■ 原文:

読書メモ

・「エコノミストを格付けする
(東谷 暁:著、文春新書 \810) : 2010.01.25

○印象的な言葉
・日本のエコノミストはアメリカをモデルに日本経済を批判し、アメリカから借用した理論でコメント。それが怪しくなった。
アメリカで流行なら正しいと信じ込んでいた。そのときどきの雰囲気への過度な同調、繰り返される自己弁護。
・エコノミストが政権に関わり、プレイヤーとして理論を実験に移すことが常態になりつつある
・安易な雇用流動化は日本の雇用制度を支える社員教育を破壊。長期蓄積能力活用型、高度専門能力活用型雇用
・小さな政府を目指すなら政府支出も小さくしなければならない
・インフレターゲット政策:日銀総裁がインフレ率の目標を宣言することでインフレ期待を強めること。それで実質金利を下げることはできるのか? 期待をコントロール可能なのか?
・クルーグマンは自らの言説に責任感が強いというわけでは決してない。派手に予測し、派手に予測を外す。それを恥ずかしいとも思わない。 そのとき思いついたアイデアを買ってくれそうな相手に売り込みをする人物。発言は大きくぶれる。

■ 課題:
a – 読書メモの「印象的な言葉」に並ぶ各項目について、それぞれ最初の一文を書き出してください。
b – エコノミストを格付けする本の読書メモを、最後の項目の後から書き進めてください。

■ データ一覧:
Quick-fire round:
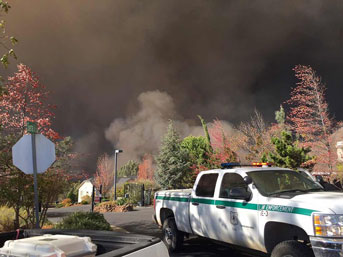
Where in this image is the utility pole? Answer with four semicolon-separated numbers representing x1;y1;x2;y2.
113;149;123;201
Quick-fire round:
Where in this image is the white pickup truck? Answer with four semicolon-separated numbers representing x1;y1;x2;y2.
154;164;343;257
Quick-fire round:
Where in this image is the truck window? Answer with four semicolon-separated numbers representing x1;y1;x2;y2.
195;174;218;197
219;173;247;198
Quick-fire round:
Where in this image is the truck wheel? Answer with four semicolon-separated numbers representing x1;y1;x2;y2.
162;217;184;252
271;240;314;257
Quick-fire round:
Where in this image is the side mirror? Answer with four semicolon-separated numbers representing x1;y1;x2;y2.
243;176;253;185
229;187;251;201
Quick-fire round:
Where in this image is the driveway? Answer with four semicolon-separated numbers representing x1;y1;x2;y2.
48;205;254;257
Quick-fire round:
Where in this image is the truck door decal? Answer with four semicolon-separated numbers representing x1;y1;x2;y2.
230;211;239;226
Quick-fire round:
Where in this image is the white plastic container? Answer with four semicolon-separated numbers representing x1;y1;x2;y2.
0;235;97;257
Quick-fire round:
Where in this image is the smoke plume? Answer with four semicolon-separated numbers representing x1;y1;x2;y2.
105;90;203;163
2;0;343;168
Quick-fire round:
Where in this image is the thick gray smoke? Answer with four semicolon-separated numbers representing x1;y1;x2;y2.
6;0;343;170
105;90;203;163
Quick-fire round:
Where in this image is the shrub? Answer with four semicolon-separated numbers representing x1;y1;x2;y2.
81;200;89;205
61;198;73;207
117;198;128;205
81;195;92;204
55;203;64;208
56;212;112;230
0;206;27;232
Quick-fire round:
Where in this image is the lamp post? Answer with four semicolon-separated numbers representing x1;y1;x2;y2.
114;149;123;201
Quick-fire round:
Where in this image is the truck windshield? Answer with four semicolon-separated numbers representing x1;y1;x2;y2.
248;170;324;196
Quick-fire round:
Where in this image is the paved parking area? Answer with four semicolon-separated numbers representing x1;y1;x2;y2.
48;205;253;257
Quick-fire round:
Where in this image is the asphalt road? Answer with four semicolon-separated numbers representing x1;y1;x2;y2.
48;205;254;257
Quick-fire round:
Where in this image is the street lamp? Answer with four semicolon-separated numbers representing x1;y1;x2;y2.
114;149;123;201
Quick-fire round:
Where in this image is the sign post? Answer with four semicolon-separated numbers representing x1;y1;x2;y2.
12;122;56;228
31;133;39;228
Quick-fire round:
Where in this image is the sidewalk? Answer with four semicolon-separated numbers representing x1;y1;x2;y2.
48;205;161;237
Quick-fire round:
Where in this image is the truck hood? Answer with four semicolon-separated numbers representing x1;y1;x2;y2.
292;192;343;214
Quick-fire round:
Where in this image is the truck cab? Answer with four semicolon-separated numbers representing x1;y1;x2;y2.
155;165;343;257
==
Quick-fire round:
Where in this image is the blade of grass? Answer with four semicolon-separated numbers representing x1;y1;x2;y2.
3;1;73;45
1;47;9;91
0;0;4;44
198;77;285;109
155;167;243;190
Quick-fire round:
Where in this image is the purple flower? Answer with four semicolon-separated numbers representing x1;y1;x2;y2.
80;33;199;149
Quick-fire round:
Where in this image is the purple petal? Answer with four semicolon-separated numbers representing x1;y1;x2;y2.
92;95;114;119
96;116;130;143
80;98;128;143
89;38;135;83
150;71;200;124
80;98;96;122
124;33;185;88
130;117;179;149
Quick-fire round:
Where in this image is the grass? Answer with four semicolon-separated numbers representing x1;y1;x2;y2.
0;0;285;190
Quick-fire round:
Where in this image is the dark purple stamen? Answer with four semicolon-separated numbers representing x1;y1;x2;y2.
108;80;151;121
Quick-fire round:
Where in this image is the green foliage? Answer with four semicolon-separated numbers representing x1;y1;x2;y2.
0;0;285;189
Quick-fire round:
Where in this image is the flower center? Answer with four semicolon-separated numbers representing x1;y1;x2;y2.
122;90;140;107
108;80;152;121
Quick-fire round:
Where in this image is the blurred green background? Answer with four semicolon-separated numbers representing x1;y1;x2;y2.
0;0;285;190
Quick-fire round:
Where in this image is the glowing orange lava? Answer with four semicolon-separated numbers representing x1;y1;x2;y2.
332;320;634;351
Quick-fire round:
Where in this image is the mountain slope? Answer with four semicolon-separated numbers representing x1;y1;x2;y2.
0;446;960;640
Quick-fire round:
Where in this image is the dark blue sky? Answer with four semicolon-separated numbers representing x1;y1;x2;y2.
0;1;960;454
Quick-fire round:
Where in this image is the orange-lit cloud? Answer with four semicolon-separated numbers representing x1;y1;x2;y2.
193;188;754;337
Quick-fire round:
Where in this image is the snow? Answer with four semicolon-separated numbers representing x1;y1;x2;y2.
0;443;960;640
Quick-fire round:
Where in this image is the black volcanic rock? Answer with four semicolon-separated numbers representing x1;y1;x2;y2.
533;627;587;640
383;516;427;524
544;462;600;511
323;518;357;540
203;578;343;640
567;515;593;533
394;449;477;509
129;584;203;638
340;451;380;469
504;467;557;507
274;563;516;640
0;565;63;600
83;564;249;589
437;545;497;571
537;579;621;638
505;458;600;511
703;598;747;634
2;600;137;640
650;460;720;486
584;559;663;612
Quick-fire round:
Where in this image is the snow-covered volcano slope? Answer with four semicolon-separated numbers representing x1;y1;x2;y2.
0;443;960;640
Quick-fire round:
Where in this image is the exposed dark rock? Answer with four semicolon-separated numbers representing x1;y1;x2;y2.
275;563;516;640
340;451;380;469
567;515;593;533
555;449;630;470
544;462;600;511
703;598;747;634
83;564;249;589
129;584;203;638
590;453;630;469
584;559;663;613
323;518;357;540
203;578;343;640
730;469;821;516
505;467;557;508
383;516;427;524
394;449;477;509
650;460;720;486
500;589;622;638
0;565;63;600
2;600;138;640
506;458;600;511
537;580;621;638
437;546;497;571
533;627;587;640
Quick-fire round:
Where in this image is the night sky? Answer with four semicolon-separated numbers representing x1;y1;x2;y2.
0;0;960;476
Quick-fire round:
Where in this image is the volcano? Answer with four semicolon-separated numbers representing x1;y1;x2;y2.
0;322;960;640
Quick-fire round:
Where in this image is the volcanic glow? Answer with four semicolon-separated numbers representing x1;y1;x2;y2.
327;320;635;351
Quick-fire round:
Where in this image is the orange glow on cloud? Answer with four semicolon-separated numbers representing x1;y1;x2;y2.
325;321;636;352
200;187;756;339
==
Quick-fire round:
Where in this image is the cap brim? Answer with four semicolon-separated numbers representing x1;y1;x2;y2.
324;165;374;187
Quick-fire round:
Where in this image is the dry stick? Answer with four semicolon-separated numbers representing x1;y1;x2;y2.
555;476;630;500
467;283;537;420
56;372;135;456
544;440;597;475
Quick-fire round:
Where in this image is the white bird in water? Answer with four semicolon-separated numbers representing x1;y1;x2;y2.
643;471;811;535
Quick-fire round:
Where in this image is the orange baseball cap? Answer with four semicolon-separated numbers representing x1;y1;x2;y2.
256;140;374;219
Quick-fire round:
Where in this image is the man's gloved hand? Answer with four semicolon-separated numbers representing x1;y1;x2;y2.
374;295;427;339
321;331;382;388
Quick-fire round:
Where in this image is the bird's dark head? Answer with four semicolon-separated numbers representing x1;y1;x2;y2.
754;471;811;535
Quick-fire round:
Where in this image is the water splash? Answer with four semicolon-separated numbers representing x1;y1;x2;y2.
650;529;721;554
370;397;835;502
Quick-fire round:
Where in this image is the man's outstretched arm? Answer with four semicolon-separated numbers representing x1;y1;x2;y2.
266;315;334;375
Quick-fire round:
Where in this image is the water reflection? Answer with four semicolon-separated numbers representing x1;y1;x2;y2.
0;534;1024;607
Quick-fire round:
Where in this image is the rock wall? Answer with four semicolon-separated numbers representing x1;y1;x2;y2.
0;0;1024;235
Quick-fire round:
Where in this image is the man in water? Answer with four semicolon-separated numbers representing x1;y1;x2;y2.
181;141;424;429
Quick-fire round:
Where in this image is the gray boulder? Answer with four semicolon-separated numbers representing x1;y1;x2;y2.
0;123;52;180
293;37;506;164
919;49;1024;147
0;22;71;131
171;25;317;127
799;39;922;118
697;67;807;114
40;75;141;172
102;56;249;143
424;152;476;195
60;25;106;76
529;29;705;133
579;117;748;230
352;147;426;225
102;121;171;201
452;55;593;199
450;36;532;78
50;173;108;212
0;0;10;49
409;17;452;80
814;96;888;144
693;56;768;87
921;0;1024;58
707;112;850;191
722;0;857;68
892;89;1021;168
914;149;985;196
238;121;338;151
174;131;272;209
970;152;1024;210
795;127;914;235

■ 解答:
a –
日本のエコノミストはアメリカをモデルに日本経済を批判し、アメリカから借用した理論でコメント。
エコノミストが政権に関わり、プレイヤーとして理論を実験に移すことが常態になりつつある
安易な雇用流動化は日本の雇用制度を支える社員教育を破壊。
小さな政府を目指すなら政府支出も小さくしなければならない
インフレターゲット政策:日銀総裁がインフレ率の目標を宣言することでインフレ期待を強めること。
クルーグマンは自らの言説に責任感が強いというわけでは決してない。

b –
・リチャード・クー:代表的な財政出動論者
・不況対策は財政政策と金融政策とのミックスで
・実力より低めに為替レートを管理する中国は、いっそう投機的な資金流入に見舞われ、それに対応するために、ますます資本規制と為替市場介入が必要になる
・歌舞伎プレイ:英語で「所作だけ」の意
・グローバリゼーション下では先進国の賃金は抑制または低下する。先進国ではディスインフレないし、デフレが定着する
・アメリカの海外投資による世界囲い込み。金融寡頭制
・アメリカの対外債務増大は所得収支の赤字としてつけが回ってくる。ドルの急落で米債務の調整を行なえば、日本の対外資産は大きく毀損する
・リーマンショック後、アジアの生産は過剰に減らされた。マイナスの加速が起きた
・21世紀のビジネスは製造業とサービス業の混成体。製造業かサービス業かという二者択一的な議論は不毛
・2003年から日本の不良債権が急速に減ったのは政策のおかげではなく、景気回復のおかげ
・大恐慌からの脱却プロセスには広い意味での「期待」がかかわっている。複雑な社会関係や人間心理が鍵
・経済現象を見通す能力のないエコノミストが、あたかも見通せるかのように振舞っている。一貫性があり、論理的で根拠のしっかりした言論を要求される
・財政出動は本当に効果的なのか
・人々を不安にして本を売りつけるのは伝統的マーケティング
・不良債権が社会に疑心暗鬼を蔓延させ、経済に必要な信頼を毀損したため、景気回復も遅れた
・マクロ経済学や金融理論に対して生まれた失望や批判
・金子勝:議論は鋭い
・嶋中雄二:独特の景気循環論
・竹中平蔵:政治的な行動のために経済的な見解を犠牲にしてきた
・野口悠紀雄:徹底した技術革新主義。ITバブルにも、金融技術バブルにも甘かった。徹底したミクロ経済の議論
・岩田規久男:流布している俗論への鋭い切り込み、親切でわかりやすい解説
・榊原英資:タフな改革主義者、グローバル主義者
・原田泰:データを駆使し、通説を引っ繰り返してみせる。実証分析と事実を尊重。事実によって意見を変えることは好ましい態度
・小峰隆夫:世間に流布している常識を覆す

-目次-
エコノミストたちの「大恐慌」
金融崩壊を予測できた人、予測できなかった人
新自由主義の罪と罰
格差社会と「小さな政府」
なぜ日本が世界で一番落ち込んだのか
神様グリーンスパンの正体
インフレターゲット論の着地点
財政出動は時代遅れなのか
中国とインドが未来の支配者か
日本経済を復活させる鍵
エコノミストたちの採点評
エコノミスト格付け表(〇九年版)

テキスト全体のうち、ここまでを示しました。